Required action → Repeat the lines from the line with "of the utility" to the line with "of the brown" in the listing below, keeping both end lines and adding nothing.

Extracted records →

'''

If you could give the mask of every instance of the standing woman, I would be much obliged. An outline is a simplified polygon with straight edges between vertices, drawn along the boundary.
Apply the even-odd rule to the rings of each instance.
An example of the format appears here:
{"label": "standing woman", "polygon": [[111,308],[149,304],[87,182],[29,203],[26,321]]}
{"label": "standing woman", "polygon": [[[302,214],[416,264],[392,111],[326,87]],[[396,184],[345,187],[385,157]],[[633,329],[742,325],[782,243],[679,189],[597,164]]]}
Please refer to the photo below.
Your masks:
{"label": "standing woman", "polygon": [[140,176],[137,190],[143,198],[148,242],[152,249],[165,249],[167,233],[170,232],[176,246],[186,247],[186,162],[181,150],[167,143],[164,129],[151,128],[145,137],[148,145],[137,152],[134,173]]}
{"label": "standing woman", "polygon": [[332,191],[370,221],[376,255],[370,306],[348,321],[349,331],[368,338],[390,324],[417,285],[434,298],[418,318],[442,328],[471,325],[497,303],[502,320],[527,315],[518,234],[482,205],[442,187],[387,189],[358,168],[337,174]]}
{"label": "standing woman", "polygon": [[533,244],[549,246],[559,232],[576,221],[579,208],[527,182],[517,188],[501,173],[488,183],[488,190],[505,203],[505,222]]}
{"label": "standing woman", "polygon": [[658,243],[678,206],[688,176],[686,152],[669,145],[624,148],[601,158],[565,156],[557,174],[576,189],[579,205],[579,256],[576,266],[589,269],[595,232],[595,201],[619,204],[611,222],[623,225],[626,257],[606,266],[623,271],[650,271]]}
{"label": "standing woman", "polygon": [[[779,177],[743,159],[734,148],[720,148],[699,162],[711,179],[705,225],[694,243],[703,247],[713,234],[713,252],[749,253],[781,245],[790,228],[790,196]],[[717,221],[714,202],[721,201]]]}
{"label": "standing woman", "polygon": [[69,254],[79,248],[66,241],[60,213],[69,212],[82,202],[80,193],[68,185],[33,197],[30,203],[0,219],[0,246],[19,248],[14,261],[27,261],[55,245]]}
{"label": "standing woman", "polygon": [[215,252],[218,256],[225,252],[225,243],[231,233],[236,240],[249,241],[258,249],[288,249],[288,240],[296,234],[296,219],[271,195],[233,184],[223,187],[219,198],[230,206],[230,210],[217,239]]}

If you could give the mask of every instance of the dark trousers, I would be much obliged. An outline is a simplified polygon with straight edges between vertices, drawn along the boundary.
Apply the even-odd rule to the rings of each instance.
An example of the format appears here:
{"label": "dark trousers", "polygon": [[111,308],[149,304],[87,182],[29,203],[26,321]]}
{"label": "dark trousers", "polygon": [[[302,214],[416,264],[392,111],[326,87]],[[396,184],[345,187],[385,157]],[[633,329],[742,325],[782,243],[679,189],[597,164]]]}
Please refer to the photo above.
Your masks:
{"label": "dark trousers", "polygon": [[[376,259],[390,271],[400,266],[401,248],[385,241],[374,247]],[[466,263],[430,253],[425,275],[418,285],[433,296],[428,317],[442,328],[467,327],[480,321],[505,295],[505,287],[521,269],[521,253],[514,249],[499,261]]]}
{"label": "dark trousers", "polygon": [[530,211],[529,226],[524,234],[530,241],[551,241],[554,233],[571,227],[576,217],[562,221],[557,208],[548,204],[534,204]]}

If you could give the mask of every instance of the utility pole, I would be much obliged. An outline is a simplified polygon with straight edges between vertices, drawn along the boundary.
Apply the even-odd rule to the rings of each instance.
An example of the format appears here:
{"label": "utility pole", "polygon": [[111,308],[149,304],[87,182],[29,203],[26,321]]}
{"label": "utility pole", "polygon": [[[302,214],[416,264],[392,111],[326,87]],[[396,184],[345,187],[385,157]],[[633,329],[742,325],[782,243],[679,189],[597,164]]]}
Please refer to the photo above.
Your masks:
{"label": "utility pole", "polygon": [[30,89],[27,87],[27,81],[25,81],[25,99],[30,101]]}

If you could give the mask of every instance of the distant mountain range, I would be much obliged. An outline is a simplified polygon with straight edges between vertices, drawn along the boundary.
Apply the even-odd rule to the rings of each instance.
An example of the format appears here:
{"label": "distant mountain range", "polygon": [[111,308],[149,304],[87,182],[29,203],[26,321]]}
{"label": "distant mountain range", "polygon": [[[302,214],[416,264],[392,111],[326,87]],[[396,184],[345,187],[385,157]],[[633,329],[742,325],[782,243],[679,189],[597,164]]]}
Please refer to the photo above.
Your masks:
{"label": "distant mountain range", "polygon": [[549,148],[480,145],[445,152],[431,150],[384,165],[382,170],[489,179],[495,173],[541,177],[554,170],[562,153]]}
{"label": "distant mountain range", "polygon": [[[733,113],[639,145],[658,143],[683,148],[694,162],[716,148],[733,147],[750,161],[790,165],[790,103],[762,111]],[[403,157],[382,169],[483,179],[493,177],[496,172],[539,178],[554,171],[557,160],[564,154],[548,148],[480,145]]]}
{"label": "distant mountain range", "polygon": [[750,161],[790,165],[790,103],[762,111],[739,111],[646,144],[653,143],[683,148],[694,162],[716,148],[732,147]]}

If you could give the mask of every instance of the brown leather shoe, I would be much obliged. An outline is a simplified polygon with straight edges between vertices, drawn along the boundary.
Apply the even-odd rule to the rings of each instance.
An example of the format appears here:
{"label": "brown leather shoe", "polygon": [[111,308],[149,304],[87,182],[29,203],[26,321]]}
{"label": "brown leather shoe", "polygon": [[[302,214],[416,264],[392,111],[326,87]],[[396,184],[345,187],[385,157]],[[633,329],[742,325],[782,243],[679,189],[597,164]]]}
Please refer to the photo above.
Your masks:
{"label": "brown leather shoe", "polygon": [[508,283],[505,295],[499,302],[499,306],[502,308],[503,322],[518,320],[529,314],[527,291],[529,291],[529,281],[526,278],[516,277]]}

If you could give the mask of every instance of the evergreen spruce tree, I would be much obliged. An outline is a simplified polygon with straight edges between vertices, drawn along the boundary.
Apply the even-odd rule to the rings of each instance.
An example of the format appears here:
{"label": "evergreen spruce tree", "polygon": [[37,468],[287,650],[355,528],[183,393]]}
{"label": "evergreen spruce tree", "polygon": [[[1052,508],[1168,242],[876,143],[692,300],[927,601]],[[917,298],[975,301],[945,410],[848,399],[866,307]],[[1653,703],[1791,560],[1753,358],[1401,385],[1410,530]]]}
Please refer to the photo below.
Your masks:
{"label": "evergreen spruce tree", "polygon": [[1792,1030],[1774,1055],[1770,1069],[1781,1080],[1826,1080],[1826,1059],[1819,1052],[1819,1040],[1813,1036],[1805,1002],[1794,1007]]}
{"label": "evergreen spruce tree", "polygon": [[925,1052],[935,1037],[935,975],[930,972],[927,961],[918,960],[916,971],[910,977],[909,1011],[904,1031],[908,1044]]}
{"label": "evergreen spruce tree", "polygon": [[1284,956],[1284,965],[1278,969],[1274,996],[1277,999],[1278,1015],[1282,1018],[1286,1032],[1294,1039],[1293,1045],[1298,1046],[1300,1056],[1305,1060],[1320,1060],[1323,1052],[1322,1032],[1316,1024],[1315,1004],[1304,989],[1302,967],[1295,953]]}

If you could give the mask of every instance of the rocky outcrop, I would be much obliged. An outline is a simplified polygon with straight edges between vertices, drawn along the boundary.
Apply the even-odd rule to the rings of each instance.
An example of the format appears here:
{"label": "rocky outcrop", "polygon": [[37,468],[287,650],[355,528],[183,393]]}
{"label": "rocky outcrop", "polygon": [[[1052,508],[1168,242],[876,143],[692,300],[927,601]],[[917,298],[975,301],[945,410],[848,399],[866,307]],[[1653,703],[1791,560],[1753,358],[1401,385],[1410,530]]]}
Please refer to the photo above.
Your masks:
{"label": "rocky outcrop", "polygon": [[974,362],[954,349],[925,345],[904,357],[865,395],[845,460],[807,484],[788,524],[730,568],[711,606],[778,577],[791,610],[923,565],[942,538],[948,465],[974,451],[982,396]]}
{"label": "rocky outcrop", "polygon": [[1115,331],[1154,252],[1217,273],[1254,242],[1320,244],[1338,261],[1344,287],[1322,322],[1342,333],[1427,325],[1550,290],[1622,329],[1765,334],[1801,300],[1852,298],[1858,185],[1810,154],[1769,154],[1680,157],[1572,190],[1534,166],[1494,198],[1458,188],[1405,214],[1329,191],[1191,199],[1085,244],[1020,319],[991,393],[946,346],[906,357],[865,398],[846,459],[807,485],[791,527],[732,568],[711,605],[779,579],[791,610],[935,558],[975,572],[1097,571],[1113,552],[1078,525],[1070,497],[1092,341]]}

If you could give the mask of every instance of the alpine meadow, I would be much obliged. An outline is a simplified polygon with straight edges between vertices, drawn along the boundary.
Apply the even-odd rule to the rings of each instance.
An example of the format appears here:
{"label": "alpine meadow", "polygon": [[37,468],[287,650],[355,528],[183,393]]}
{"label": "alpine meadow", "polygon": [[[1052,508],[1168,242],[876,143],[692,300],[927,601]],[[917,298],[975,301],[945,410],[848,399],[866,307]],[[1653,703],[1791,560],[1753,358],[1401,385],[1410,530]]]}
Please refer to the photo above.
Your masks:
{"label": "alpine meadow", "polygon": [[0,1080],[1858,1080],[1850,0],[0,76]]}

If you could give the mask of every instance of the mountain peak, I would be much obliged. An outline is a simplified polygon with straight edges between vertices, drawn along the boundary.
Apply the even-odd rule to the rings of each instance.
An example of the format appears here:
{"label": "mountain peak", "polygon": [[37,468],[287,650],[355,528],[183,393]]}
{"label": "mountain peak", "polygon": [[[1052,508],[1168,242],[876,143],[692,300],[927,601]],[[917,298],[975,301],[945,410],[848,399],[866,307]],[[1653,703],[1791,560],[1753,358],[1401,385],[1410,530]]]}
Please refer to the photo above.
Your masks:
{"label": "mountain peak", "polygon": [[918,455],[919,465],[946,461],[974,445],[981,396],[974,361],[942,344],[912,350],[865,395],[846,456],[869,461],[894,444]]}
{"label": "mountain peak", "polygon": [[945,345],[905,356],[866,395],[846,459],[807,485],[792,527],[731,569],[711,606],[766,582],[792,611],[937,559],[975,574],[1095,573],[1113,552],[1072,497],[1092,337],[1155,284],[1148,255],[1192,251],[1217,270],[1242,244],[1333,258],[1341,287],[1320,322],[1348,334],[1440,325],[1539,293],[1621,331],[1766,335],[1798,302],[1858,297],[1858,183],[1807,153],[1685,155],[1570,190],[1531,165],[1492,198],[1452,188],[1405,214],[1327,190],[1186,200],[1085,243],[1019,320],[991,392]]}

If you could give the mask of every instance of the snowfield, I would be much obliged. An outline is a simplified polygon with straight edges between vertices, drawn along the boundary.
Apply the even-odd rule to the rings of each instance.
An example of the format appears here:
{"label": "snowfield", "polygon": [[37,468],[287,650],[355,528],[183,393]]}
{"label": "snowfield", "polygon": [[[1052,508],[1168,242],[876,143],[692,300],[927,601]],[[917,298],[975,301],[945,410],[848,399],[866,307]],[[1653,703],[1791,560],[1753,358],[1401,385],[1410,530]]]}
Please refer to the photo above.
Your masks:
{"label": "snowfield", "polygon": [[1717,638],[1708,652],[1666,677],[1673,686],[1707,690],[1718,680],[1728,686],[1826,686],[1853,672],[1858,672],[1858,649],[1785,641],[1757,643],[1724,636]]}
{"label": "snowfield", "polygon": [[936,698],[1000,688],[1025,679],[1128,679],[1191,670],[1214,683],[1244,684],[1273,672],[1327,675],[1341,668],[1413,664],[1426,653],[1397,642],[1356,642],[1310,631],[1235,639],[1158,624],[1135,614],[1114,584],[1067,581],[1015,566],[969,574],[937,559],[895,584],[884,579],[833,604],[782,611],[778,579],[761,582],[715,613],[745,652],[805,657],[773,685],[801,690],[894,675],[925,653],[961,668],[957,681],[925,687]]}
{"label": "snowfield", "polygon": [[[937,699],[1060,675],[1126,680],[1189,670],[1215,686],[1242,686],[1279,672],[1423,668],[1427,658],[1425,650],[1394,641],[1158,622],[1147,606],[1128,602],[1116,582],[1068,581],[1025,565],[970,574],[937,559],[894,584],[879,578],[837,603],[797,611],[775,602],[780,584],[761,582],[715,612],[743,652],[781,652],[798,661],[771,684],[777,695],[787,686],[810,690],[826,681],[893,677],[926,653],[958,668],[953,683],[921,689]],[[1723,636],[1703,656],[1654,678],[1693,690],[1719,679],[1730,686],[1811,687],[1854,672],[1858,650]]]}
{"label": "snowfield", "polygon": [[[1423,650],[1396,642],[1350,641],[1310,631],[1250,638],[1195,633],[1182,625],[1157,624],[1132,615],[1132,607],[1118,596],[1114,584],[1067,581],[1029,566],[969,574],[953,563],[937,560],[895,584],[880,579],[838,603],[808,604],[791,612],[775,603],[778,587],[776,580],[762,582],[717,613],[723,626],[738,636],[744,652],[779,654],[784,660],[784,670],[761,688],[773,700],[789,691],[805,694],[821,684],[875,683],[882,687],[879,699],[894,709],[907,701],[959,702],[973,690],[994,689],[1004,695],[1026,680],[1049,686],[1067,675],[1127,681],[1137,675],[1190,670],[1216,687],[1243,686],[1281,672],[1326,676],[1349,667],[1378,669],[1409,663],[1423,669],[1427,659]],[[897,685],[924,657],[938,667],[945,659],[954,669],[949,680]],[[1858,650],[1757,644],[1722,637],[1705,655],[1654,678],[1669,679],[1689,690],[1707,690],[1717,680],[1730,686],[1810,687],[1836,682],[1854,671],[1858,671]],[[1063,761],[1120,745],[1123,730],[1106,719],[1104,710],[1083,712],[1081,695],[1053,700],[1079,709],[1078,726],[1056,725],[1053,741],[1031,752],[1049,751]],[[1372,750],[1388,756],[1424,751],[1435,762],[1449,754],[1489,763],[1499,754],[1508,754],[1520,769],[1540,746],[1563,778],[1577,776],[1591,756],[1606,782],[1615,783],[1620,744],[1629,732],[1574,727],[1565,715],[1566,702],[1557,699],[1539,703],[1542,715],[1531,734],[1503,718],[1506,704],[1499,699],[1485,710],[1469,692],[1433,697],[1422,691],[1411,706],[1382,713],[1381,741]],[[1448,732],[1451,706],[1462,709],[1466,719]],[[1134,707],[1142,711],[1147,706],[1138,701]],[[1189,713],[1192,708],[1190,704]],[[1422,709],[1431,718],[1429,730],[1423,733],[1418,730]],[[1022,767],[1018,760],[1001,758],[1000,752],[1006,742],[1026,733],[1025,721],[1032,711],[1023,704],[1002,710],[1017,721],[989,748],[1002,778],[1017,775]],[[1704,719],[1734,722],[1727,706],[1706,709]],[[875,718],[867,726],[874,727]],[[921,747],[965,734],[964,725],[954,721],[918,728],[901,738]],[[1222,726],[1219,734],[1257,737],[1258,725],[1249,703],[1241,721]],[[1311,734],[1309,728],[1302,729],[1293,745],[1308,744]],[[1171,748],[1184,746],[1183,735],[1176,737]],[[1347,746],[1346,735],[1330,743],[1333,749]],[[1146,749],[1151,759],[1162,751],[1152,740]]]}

'''

Response to this task →
If you could give the mask of every instance of the utility pole, I would be much obliged. An outline is a simplified polygon with straight edges between vertices, drawn along the boundary.
Apply the even-odd rule to the rings of each instance.
An example of the format appears here:
{"label": "utility pole", "polygon": [[111,308],[149,304],[87,182],[29,203],[26,321]]}
{"label": "utility pole", "polygon": [[[302,214],[416,264],[392,111],[326,87]],[[396,184],[345,187],[385,157]],[[633,329],[742,325],[782,243],[679,189],[597,164]]]}
Please refer to the photo above.
Your masks:
{"label": "utility pole", "polygon": [[30,89],[27,87],[27,81],[25,81],[25,99],[30,101]]}

If you could give the mask of every instance of the distant mountain range, I would be much obliged. An outline is a simplified polygon with straight edges between vertices, drawn along the boundary.
Apply the even-odd rule to the rings of each instance.
An example of the format appears here:
{"label": "distant mountain range", "polygon": [[111,308],[149,304],[87,182],[29,203],[26,321]]}
{"label": "distant mountain range", "polygon": [[[302,214],[416,264],[392,111],[326,87]],[[396,184],[345,187],[385,157]],[[633,329],[742,325],[782,243],[679,189],[597,164]]]}
Please refer to the photo above.
Your masks:
{"label": "distant mountain range", "polygon": [[549,148],[480,145],[445,152],[431,150],[384,165],[382,170],[489,179],[495,173],[541,177],[554,170],[562,153]]}
{"label": "distant mountain range", "polygon": [[[733,113],[639,145],[658,143],[683,148],[694,162],[716,148],[733,147],[750,161],[790,165],[790,103],[762,111]],[[403,157],[382,169],[483,179],[493,177],[496,172],[539,178],[554,171],[557,160],[564,154],[548,148],[480,145]]]}
{"label": "distant mountain range", "polygon": [[750,161],[790,165],[790,103],[762,111],[739,111],[646,144],[653,143],[683,148],[694,162],[716,148],[732,147]]}

If you could give the mask of every instance of the brown leather shoe, I would be much obliged. An outline is a simplified polygon with straight edges between vertices, drawn along the boundary.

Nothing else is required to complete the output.